*解くべき問題*
以下の資料から、文字列「hillside」を含む行をすべて抜き出し、書き換えずにそのまま返してください。

*記載項目一覧*

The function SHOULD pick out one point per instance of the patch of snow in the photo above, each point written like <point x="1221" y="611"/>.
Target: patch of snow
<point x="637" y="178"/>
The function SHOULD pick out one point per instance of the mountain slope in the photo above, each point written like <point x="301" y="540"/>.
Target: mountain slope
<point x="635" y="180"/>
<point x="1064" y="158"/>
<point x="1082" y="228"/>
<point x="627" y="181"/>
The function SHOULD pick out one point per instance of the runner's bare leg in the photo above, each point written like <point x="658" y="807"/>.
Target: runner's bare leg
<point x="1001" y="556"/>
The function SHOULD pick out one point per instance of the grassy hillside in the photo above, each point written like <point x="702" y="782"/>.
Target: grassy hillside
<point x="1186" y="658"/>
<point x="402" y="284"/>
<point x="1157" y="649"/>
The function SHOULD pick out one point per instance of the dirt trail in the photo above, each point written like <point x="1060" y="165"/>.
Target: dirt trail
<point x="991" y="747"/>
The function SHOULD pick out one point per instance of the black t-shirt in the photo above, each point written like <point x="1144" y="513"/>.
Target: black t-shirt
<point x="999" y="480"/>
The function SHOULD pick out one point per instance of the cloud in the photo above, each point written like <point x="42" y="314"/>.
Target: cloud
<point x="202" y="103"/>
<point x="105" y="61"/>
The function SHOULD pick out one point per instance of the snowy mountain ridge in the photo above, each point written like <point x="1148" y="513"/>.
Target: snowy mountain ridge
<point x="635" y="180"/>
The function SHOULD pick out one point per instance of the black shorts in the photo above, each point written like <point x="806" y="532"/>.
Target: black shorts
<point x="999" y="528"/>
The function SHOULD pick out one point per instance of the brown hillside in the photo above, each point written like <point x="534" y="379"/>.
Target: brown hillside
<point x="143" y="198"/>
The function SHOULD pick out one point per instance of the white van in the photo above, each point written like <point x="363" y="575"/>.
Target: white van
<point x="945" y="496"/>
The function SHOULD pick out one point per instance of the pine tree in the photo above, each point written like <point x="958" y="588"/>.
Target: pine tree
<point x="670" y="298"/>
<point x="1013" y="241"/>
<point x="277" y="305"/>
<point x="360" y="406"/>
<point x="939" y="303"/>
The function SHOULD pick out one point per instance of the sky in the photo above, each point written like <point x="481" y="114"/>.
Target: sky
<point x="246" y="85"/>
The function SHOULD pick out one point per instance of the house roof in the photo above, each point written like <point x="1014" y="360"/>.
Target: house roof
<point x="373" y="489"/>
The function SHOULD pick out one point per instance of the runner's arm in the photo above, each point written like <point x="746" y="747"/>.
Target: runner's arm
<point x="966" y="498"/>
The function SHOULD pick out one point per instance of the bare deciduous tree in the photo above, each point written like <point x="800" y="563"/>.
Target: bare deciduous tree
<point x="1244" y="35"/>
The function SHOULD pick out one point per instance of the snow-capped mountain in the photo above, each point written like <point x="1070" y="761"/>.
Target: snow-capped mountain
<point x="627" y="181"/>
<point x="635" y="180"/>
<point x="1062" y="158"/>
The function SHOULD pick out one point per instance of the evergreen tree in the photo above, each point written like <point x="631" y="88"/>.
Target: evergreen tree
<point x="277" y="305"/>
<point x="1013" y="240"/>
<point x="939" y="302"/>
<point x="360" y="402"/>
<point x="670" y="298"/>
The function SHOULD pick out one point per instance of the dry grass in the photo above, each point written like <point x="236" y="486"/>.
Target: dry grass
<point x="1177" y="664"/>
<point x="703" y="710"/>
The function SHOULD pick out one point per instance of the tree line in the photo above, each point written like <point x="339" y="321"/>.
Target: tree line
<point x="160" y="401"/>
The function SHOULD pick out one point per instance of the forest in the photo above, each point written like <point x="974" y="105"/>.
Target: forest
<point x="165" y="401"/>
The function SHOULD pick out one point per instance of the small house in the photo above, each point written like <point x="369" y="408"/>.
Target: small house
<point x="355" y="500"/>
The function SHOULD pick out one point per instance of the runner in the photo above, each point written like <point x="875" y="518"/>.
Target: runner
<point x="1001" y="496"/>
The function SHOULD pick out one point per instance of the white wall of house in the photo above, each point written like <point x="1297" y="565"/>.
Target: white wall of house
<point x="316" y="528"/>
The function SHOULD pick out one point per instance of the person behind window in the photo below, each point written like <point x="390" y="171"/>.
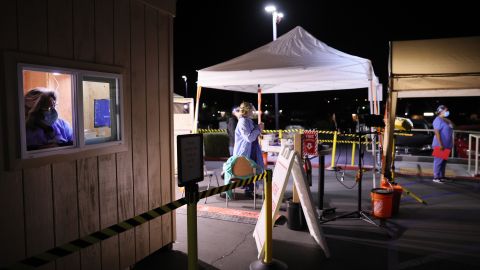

*課題の解答*
The function SHOULD pick out one point per instance of the grassy hillside in the photo above, each point written like <point x="702" y="782"/>.
Target: grassy hillside
The function SHOULD pick out one point per instance of the brown hillside in the photo above, each point written like <point x="534" y="379"/>.
Target: brown hillside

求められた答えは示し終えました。